Exercise aim: From the pitcher excerpt below, quote the passage that begins at "As he won't" and ends after "lifeline in February.".

Source extract:
########################################

Whereas the lefty's fastball, slider and curveball were all plus pitches at his peak, the hittability of his fastball and curve has taken a turn for the worse in recent years. So even if he is able to stay healthy in 2022 and beyond, his returns might still keep diminishing.

LHP Yusei Kikuchi

Jeff Chiu/Associated Press

2021 Stats: 29 GS, 157.0 IP, 145 H (27 HR), 163 K, 62 BB, 4.41 ERA, 94 ERA+, 1.7 rWAR

Age: 30

Yusei Kikuchi would make for an odd choice for this list if not for the kind of attention he had been getting before the lockout. According to MLB Network's Jon Heyman, he had gotten multiple offers of three years.

Which is to say that the market was bullish on Kikuchi in spite of his numbers in the majors. He didn't crack even a 100 ERA+ in any of his three seasons with the Seattle Mariners, with more total hits allowed (381) than innings pitched (365.2).

Of course, this is ignoring the potential that he flashed in an All-Star first half in 2021. Notably, he had his average fastball up to 95.7 mph with a solid 3.18 ERA through his first 15 outings.

Kikuchi couldn't sustain that, however. Over his last 14 starts, he lost a mile per hour off his average heater and surrendered both walks and home runs in bunches as he got lit up to the tune of a 6.22 ERA. He basically reverted to what he had been in 2019 and 2020.

As he won't have to ramp up his innings as drastically as he did from 2020 to 2021, there might be hope of Kikuchi sustaining the quality of stuff that he had in the first half of the latter. Yet it's at least as likely that said half will be revealed to be precisely what it looks like: an outlier.

LHP Carlos Rodon

Carlos Osorio/Associated Press

2021 Stats: 24 GS, 132.2 IP, 91 H (13 HR), 185 K, 36 BB, 2.37 ERA, 183 ERA+, 5.0 rWAR

Age: 29

Lest anyone forget just how off the radar Carlos Rodon was last winter, the Chicago White Sox non-tendered him before ultimately circling back to offer him a $3 million lifeline in February.

########################################

Data excerpts:
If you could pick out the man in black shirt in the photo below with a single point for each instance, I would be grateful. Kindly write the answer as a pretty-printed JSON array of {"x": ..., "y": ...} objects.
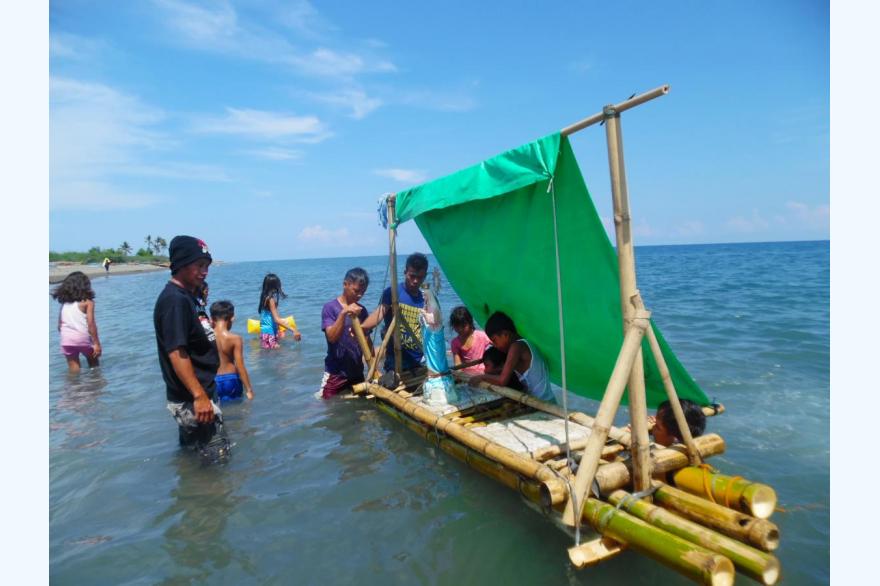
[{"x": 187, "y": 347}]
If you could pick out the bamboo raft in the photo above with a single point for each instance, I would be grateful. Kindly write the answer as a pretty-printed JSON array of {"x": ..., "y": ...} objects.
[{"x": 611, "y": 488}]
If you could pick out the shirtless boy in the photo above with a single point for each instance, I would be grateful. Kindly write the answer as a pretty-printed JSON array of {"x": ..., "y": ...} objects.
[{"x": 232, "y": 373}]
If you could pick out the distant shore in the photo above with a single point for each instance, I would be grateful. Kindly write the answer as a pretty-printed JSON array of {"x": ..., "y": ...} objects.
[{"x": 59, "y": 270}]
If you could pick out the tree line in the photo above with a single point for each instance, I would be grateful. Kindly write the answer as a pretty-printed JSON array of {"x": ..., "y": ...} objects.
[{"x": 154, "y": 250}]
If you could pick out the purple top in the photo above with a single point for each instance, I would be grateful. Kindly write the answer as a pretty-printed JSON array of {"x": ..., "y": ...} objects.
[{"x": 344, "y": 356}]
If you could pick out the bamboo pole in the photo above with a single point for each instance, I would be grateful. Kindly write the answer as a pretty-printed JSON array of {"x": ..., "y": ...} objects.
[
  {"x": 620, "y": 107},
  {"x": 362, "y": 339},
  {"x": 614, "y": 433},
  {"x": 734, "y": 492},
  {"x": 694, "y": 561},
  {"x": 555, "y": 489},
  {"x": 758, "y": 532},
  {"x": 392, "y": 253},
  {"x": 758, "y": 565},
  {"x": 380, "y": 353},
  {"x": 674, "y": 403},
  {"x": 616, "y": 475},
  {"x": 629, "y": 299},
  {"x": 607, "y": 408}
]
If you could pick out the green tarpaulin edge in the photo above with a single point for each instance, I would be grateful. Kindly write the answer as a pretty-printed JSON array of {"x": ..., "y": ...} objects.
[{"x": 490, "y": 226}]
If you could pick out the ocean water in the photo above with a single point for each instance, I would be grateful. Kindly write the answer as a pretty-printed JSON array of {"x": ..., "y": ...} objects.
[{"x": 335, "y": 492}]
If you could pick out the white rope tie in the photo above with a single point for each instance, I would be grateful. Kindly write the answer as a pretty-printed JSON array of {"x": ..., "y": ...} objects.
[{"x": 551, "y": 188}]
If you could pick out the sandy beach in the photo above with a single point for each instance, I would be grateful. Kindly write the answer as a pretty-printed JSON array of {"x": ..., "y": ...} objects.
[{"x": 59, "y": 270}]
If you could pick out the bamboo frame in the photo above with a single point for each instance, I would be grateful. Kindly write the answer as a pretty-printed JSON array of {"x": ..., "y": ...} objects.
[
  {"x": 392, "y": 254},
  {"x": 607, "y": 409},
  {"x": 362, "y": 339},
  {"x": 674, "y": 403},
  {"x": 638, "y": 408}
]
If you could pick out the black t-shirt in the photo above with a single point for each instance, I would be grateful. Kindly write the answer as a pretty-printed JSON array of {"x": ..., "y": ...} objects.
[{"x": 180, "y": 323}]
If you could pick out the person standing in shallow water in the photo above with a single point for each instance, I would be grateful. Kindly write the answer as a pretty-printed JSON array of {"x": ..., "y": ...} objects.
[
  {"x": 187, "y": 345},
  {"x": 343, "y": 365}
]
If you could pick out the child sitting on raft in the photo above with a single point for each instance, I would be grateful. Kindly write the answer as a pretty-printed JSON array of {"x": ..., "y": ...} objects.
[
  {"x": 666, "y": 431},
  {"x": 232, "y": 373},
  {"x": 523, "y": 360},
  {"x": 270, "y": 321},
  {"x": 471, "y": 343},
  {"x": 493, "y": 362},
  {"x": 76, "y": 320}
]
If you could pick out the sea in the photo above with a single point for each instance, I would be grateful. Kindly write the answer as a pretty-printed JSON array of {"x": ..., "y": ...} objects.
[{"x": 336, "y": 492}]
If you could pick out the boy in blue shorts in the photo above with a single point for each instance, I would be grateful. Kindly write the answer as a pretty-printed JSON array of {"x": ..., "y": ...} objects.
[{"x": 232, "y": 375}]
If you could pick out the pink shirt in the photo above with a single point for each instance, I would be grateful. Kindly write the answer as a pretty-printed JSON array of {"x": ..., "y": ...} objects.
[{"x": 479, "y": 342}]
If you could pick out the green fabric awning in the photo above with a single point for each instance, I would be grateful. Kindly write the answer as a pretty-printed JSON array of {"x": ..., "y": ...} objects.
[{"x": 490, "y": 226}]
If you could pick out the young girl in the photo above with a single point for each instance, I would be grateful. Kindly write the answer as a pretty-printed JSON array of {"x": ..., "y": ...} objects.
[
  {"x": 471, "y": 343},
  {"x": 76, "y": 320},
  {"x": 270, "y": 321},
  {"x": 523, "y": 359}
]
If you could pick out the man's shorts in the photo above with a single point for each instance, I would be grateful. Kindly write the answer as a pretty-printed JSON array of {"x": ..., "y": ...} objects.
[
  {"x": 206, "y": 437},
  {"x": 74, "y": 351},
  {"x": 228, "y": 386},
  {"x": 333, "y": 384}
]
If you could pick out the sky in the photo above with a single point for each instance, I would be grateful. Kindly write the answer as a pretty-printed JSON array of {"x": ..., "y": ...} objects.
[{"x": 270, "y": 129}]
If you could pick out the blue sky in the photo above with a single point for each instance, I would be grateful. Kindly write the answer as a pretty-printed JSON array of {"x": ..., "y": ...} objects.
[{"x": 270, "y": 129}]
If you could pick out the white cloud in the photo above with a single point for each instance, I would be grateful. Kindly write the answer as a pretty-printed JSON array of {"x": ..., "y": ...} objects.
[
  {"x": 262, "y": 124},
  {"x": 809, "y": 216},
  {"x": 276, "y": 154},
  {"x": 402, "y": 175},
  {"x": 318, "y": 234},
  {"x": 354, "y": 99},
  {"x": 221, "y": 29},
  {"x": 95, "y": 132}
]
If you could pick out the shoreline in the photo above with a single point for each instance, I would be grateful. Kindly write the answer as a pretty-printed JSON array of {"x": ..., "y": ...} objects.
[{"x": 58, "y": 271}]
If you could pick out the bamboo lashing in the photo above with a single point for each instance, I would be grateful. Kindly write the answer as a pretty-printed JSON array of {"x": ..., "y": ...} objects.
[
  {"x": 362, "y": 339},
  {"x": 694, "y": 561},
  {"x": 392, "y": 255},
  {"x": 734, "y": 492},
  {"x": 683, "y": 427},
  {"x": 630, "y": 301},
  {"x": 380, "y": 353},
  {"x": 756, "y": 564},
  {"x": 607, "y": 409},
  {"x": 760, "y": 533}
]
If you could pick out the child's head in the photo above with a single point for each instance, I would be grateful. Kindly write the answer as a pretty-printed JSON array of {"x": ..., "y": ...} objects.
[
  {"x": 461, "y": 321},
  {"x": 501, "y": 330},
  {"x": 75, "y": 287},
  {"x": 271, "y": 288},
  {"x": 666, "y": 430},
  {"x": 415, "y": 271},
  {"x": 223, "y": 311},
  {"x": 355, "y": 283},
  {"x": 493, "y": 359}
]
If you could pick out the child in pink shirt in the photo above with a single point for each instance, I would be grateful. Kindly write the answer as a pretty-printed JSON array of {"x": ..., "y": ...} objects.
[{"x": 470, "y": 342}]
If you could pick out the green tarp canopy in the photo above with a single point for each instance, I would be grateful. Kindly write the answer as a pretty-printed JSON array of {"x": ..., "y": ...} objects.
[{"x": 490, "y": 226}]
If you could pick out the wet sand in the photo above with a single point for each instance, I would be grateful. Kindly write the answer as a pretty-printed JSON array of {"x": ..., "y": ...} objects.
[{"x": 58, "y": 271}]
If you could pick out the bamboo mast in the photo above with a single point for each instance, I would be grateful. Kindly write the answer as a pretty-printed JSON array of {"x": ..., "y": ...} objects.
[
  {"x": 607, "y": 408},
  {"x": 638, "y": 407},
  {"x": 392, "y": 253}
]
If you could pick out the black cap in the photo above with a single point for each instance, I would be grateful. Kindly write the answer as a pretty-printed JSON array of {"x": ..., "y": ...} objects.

########################################

Reply to the exercise:
As he won't have to ramp up his innings as drastically as he did from 2020 to 2021, there might be hope of Kikuchi sustaining the quality of stuff that he had in the first half of the latter. Yet it's at least as likely that said half will be revealed to be precisely what it looks like: an outlier.

LHP Carlos Rodon

Carlos Osorio/Associated Press

2021 Stats: 24 GS, 132.2 IP, 91 H (13 HR), 185 K, 36 BB, 2.37 ERA, 183 ERA+, 5.0 rWAR

Age: 29

Lest anyone forget just how off the radar Carlos Rodon was last winter, the Chicago White Sox non-tendered him before ultimately circling back to offer him a $3 million lifeline in February.